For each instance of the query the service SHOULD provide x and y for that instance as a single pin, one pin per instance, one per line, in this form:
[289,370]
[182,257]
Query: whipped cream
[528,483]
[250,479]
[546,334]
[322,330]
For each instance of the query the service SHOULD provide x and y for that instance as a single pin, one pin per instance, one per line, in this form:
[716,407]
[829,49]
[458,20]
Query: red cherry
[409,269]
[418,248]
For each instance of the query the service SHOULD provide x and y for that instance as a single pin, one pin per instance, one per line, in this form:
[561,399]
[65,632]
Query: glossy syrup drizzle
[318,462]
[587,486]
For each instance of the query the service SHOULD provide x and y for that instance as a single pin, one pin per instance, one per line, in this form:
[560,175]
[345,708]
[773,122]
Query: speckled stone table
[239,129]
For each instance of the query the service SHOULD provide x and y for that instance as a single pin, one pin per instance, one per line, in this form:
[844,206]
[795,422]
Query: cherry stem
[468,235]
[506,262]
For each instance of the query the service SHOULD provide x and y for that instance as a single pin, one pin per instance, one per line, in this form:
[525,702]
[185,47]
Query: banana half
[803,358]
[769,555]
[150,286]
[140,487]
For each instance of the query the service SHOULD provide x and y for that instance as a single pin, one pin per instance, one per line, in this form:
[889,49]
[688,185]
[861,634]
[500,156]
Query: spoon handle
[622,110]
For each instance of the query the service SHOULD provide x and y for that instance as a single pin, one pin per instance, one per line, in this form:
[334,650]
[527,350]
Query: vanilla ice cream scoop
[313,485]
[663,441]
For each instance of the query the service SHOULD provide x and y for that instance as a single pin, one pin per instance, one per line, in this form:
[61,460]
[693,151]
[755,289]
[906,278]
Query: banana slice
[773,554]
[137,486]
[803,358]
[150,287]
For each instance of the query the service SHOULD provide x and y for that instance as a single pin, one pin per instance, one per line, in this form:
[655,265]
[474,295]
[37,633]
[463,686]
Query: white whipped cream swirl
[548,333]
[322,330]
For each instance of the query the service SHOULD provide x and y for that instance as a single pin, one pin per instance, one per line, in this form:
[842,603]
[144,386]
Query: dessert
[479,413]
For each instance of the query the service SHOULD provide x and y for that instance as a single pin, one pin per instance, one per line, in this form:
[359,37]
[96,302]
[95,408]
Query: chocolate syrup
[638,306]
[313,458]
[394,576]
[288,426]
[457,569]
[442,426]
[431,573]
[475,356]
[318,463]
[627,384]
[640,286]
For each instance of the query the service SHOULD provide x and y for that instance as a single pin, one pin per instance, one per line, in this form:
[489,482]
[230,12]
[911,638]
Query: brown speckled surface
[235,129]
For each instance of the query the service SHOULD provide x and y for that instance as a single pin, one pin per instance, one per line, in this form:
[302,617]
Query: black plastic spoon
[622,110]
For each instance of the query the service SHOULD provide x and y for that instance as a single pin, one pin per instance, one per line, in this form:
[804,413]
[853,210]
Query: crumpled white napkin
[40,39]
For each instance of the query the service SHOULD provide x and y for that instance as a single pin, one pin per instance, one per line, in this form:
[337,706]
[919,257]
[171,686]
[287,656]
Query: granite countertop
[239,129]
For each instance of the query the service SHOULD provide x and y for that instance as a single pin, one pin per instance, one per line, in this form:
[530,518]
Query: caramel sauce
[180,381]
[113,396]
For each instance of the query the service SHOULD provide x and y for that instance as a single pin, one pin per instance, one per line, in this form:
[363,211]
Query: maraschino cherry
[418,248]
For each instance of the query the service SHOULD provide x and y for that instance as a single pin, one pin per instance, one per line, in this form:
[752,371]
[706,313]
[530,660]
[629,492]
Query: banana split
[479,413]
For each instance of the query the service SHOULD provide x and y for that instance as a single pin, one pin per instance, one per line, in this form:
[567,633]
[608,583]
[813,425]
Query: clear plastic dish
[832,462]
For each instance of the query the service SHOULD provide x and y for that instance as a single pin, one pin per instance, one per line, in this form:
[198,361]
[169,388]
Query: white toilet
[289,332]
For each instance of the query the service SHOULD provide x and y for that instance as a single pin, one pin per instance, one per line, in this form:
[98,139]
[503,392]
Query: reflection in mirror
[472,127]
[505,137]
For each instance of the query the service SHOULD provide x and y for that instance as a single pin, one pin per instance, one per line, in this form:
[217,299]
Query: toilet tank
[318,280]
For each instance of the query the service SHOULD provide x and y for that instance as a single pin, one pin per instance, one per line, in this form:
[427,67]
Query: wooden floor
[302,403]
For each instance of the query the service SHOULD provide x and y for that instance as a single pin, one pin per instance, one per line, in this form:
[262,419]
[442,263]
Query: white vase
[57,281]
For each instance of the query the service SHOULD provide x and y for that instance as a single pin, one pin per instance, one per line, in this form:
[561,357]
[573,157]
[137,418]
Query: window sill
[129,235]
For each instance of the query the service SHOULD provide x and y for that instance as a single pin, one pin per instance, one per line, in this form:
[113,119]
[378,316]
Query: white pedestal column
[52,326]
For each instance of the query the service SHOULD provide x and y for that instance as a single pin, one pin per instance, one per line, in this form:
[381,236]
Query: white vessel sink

| Your objective |
Repeat all of the material, exactly as it reads.

| Written response |
For each instance of the query the service SHOULD provide x and y for that instance as a single pin, one pin per instance, one per line, in this form:
[289,370]
[182,257]
Query: whipped cream
[528,483]
[250,479]
[546,334]
[322,330]
For each instance of the query the service SHOULD provide x and y for that instance as a single pin, one pin per instance, one per line, in this form:
[716,407]
[829,49]
[458,20]
Query: red cherry
[409,269]
[418,248]
For each instance of the query the service SHOULD provide x and y for that instance as a single pin, one pin per instance, one per line, in this form:
[561,399]
[65,632]
Query: glossy syrup drizzle
[318,462]
[587,486]
For each instance of the query the service SHOULD provide x and y for that instance as a single pin, one pin per instance, one per line, in this form:
[560,175]
[345,708]
[773,122]
Query: speckled stone table
[239,129]
For each instance of the query the service SHOULD provide x and y for that instance as a single pin, one pin per instance, one per line, in this form:
[844,206]
[795,422]
Query: cherry stem
[468,235]
[506,262]
For each instance of the query the service SHOULD provide x and y for that instance as a single pin, one pin per instance, one per line, in this form:
[525,702]
[185,47]
Query: banana half
[803,358]
[769,555]
[150,286]
[140,487]
For each instance of the query the service SHOULD provide x and y for that instance as a single pin, one pin per instance, one per line, in this form:
[889,49]
[688,185]
[861,634]
[500,156]
Query: spoon handle
[622,110]
For each instance of the query the service SHOULD provide x and y for that instance as a single pin, one pin per instance, one per line, in this form:
[334,650]
[527,350]
Query: vanilla ice cream scoop
[313,485]
[663,441]
For each instance of the query the service SHOULD provide x and y for that instance as a single pin, one pin per instance, one per line, in this form:
[61,460]
[693,151]
[755,289]
[906,278]
Query: banana slice
[773,554]
[137,486]
[803,358]
[150,287]
For each instance of the query the service SHOULD provide x and y for that instance as a single pin, one pin per instance, one per line, in this form:
[655,265]
[474,295]
[37,633]
[463,686]
Query: white whipped cream swirl
[548,333]
[322,330]
For each instance of the query the service SHOULD provide x and y for that instance as a single pin, one pin per instance, one per line, in this form:
[842,603]
[144,386]
Query: dessert
[479,413]
For each instance of the query the service SHOULD provide x and y for that instance as a single pin, one pin per instance, one per line, in this form:
[359,37]
[96,302]
[95,408]
Query: chocolate syrup
[638,306]
[313,458]
[394,576]
[288,426]
[457,569]
[442,426]
[431,573]
[475,356]
[318,463]
[627,384]
[640,286]
For each instance of the query the service SHOULD provide x and y for that instance as a single pin, one pin per instance, one per line, in this form:
[489,482]
[230,12]
[911,638]
Query: brown speckled surface
[235,129]
For each instance of the query the service SHOULD provide x and y for that instance as a single pin, one pin per instance, one per line, in this form:
[302,617]
Query: black plastic spoon
[622,110]
For each instance of the query the service SHOULD provide x and y for that instance as a single pin, one pin per instance, one per line, in this form:
[804,413]
[853,210]
Query: crumpled white napkin
[40,39]
For each instance of the query the service SHOULD provide x and y for that instance as a single pin, one pin per instance, one per line, in this form:
[337,706]
[919,257]
[171,686]
[287,656]
Query: granite countertop
[239,129]
For each instance of the query the service SHOULD provide x and y for that instance as a single pin, one pin per instance, one per line, in this form:
[530,518]
Query: caramel sauce
[180,381]
[113,396]
For each instance of the query the service SHOULD provide x and y for that instance as a single pin, one pin per instance, one per line, in this form:
[363,211]
Query: maraschino cherry
[418,248]
For each instance of the query the service SHOULD provide x and y for that instance as a single pin, one pin per instance, one per line, in this form:
[752,371]
[706,313]
[530,660]
[629,492]
Query: banana split
[479,413]
For each instance of the query the service SHOULD provide x and y for that instance as a single pin, one pin per instance, one per line, in this form:
[567,633]
[608,583]
[813,425]
Query: clear plastic dish
[832,462]
For each instance of the query the service SHOULD provide x and y for that instance as a single pin, one pin per instance, one per line, in this form:
[198,361]
[169,388]
Query: white toilet
[289,332]
For each instance of the query the service SHOULD provide x and y for that instance as a single pin, one pin per instance, one per line, in this form:
[98,139]
[503,392]
Query: reflection in mirror
[472,127]
[505,137]
For each instance of the query the service SHOULD provide x and y for that instance as a single pin, one pin per instance, one per line, in this form:
[217,299]
Query: toilet tank
[318,280]
For each instance of the query the service SHOULD provide x and y for that instance as a single pin, one pin per instance, one per line, in this form:
[427,67]
Query: wooden floor
[302,403]
For each instance of the query the service SHOULD provide x and y for that instance as a single pin, one pin per instance, one per line, in this form:
[262,419]
[442,263]
Query: white vase
[57,281]
For each instance of the query the service SHOULD provide x and y for that instance as a single pin, one pin per instance, one per line, in this form:
[561,357]
[573,157]
[137,418]
Query: window sill
[129,235]
For each instance of the query the service SHOULD provide x and y for that instance as a single pin, one pin per instance, one per line, in this form:
[113,119]
[378,316]
Query: white pedestal column
[52,326]
For each instance of the query the service SHOULD provide x and y for that instance as a single pin, one pin per instance, one per line, in this form:
[381,236]
Query: white vessel sink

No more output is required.